- **Estratto**
-- -- --

Le accuse della Repubblica del Sudafrica allo Stato di Israele: una grande lezione di diritto umanitario.
- Francesca Sacco
- 16 feb 2024
- Tempo di lettura: 5 min
I contenuti degli articoli rappresentano esclusivamente le idee e le opinioni degli autori, e in nessun modo i punti di vista dell'Università Bocconi.
Il 29 dicembre, tre mesi dopo gli attacchi di Hamas contro la popolazione di Israele, la Repubblica del Sudafrica ha avviato un procedimento legale contro lo Stato di Israele davanti alla Corte Internazionale di Giustizia, richiedendo misure cautelari provvisorie per prevenire danni irreparabili.
Durante l’udienza dell’11 gennaio 2024 il Sudafrica ha presentato davanti alla Corte Internazionale di Giustizia un autentico appello al buon senso, dirigendo una grande lezione di diritto umanitario per gli stati europei che, ancora una volta, hanno perso l'opportunità di adempiere al dovere di vigilanza che dovrebbe essere saldamente radicato nella loro memoria. Il Sudafrica ha portato davanti alla Corte tutti i punti della Convenzione sulla Prevenzione e la Repressione del Crimine di Genocidio che potrebbero essere stati violati dallo Stato di Israele. Lo Stato accusatore, segnato dalla storia dell’apartheid, a causa della quale porta sulle spalle il peso della colpa, ha dimostrato la sua intenzione di continuare il suo cammino sulla strada della redenzione politica.

-- -- --

- **Voci dati**

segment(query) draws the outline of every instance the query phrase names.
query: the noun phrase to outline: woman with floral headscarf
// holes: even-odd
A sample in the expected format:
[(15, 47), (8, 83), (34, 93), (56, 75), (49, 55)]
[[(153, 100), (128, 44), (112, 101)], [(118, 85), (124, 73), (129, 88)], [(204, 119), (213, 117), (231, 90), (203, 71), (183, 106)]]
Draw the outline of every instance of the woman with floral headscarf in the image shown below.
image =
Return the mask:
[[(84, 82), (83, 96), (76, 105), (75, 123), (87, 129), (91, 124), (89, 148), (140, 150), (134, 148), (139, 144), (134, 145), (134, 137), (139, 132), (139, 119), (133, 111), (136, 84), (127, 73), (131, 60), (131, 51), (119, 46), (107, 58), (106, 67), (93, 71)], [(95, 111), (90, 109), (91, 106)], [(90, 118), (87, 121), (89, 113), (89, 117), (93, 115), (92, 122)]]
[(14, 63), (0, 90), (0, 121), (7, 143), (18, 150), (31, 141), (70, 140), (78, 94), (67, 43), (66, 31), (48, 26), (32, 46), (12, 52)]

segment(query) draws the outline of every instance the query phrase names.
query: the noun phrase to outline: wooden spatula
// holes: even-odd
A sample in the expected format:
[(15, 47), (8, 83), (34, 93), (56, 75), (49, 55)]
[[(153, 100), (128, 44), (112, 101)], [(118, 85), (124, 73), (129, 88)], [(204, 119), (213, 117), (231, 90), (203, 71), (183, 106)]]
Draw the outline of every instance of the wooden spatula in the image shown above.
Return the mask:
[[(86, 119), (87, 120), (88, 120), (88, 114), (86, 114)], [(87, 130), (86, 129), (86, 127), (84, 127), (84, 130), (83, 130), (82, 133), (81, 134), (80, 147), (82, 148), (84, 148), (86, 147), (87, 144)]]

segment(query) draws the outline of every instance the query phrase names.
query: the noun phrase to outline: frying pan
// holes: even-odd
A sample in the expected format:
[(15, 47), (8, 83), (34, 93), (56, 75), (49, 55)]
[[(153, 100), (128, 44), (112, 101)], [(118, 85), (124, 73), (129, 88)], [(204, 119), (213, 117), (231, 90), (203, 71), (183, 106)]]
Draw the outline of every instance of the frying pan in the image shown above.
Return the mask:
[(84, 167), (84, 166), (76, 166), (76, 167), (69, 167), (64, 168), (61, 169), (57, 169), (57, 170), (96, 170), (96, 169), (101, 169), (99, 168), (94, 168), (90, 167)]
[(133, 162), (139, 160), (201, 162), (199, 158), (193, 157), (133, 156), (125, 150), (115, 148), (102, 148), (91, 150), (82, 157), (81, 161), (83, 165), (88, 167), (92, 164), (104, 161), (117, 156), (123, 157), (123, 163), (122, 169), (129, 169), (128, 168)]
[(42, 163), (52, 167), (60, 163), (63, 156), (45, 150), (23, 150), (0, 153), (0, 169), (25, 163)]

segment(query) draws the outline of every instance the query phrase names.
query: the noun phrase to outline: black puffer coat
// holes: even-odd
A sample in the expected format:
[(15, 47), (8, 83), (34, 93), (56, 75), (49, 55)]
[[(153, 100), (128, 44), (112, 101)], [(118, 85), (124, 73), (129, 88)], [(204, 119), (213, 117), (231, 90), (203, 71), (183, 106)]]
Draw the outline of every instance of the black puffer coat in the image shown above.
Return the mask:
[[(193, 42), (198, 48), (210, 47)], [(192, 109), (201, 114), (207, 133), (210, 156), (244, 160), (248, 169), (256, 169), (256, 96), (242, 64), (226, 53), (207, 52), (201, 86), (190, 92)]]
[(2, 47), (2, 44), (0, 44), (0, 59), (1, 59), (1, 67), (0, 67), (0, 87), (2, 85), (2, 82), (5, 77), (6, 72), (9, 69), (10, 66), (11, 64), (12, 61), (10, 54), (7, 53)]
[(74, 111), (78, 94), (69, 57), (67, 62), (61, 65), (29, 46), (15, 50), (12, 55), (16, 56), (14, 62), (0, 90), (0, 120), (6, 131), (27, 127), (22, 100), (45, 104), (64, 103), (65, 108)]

-- -- --

- **Consegna 1**
Secondo l'articolo sul ricorso del Sudafrica contro Israele, in quale giorno si è tenuta l'udienza in cui il Sudafrica ha presentato le sue accuse davanti alla Corte Internazionale di Giustizia?
- **Consegna 2**
Prosegui l'articolo sul ricorso del Sudafrica contro Israele partendo dalla sua ultima frase.

- **Risultato esercizio 1**
L'11 gennaio 2024.

- **Risultato esercizio 2**
La Repubblica del Sudafrica ha sottolineato che la guerra non è iniziata ad ottobre, sostenendo che la Palestina subisce violenza da 76 anni. Difatti, oggi Israele continua a esercitare il controllo sullo spazio aereo, sulle acque territoriali, sui passaggi terrestri, sull'elettricità e sulle infrastrutture civili. Nonostante ciò, il conflitto israelo-palestinese è stato al centro dell’attenzione mediatica solo dopo il terribile episodio del 7 ottobre, con l’attacco e la presa in ostaggio di cittadini israeliani da parte dei miliziani di Hamas, che hanno sfondato in almeno sette punti la barriera che i governi israeliani hanno costruito. Benché l’attacco di Hamas costituisca un atto terroristico, avendo seminato terrore a fini politici ed avendo colpito moltissimi civili, il termine “terrorismo” non permette di capire i nessi e le dinamiche di un conflitto che va avanti da quasi cento anni.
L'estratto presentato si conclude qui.